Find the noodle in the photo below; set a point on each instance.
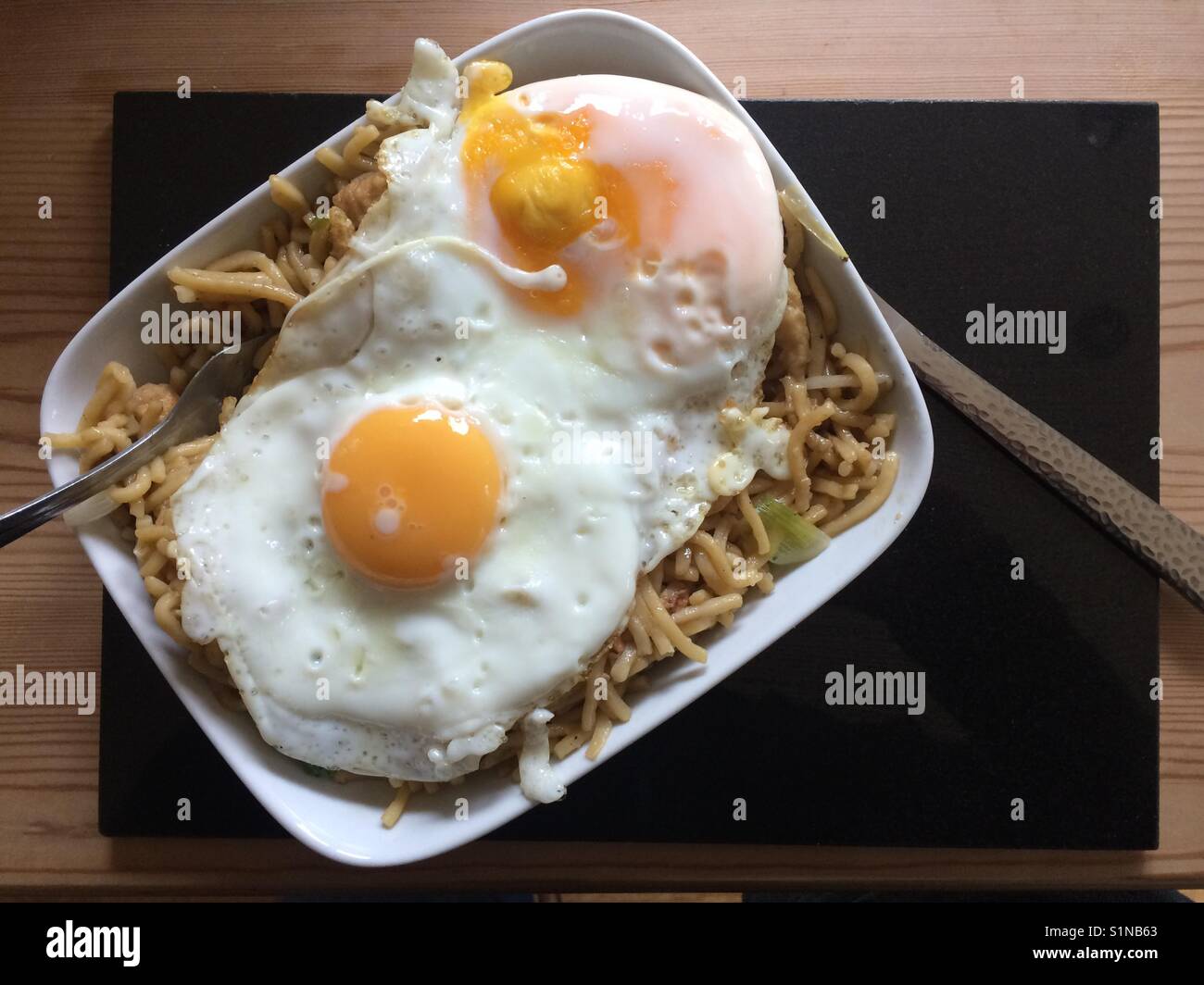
(822, 392)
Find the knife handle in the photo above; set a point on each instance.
(1152, 532)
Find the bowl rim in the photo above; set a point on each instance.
(100, 543)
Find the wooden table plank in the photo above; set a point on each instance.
(63, 64)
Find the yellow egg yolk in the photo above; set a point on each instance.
(410, 492)
(540, 182)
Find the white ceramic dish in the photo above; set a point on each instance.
(345, 821)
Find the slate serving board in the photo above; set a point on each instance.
(1035, 689)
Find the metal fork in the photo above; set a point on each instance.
(194, 416)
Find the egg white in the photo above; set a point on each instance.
(420, 684)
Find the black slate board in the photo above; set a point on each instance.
(1036, 689)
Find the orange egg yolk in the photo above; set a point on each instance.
(409, 492)
(540, 183)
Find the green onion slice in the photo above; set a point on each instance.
(793, 540)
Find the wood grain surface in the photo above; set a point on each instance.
(64, 61)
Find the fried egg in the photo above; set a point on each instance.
(525, 381)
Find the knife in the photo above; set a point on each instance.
(1154, 533)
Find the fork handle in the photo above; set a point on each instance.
(17, 523)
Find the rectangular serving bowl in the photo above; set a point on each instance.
(344, 823)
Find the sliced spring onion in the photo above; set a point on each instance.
(793, 540)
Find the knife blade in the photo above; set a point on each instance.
(1154, 533)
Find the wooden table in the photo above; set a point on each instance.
(60, 68)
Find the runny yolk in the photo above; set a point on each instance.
(409, 492)
(541, 184)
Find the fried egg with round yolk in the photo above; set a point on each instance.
(536, 367)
==========
* _TASK OBJECTIVE_: Turn each line of the material above into a Markdown table with the columns "No." and "Entry", numbering the rows in order and skipping any blank lines. Leave the pictures out.

* _FINISHED ANSWER_:
| No. | Entry |
|---|---|
| 1 | Find the noodle in the photo below; set a point on each instance. |
| 2 | (822, 392) |
| 3 | Find the knife handle in the photo above; set a point on each instance. |
| 4 | (1152, 532) |
| 5 | Find the bowl rim in the photo above; set a point on each instance. |
| 6 | (100, 543) |
| 7 | Find the wooden table plank in the photo above; set a point on each instance. |
| 8 | (63, 64) |
| 9 | Find the yellow egg yolk in the photo above; set a point on each instance. |
| 10 | (410, 492) |
| 11 | (540, 182) |
| 12 | Find the white ceramic dish in the photo above; set a point on each instance. |
| 13 | (345, 821) |
| 14 | Find the slate serving board in the photo above; set a point on each instance. |
| 15 | (1035, 689) |
| 16 | Find the metal fork in the photo above; set a point on each instance. |
| 17 | (194, 416) |
| 18 | Find the egg white in the photo above; set a point on each instance. |
| 19 | (420, 684) |
| 20 | Find the black slate board in the photo above; set a point on each instance. |
| 21 | (1036, 689) |
| 22 | Find the orange egg yolk in the photo above; set a point on each instance. |
| 23 | (409, 492) |
| 24 | (540, 183) |
| 25 | Find the green onion slice in the photo above; set a point on each instance. |
| 26 | (793, 540) |
| 27 | Find the wood grain surface in the photo above; set a point on each instance. |
| 28 | (64, 61) |
| 29 | Find the fried egg in the photo above; set a point on each instance. |
| 30 | (525, 381) |
| 31 | Find the knife in the photo above; set a point on each instance. |
| 32 | (1154, 533) |
| 33 | Find the fork handle in the photo above; set a point on each instance. |
| 34 | (17, 523) |
| 35 | Find the rectangular serving bowl in the photo above; set a point on each instance. |
| 36 | (344, 823) |
| 37 | Find the sliced spring onion in the photo above; set a point on each instance. |
| 38 | (793, 540) |
| 39 | Find the knife blade in the photo above; set a point on each instance. |
| 40 | (1154, 533) |
| 41 | Find the wooden table in the photo above; set a point on each instance. |
| 42 | (60, 68) |
| 43 | Find the runny yolk in the photo above; set a point on each instance. |
| 44 | (409, 492) |
| 45 | (541, 184) |
| 46 | Find the fried egg with round yolk in the photo above; set a point on each instance. |
| 47 | (536, 367) |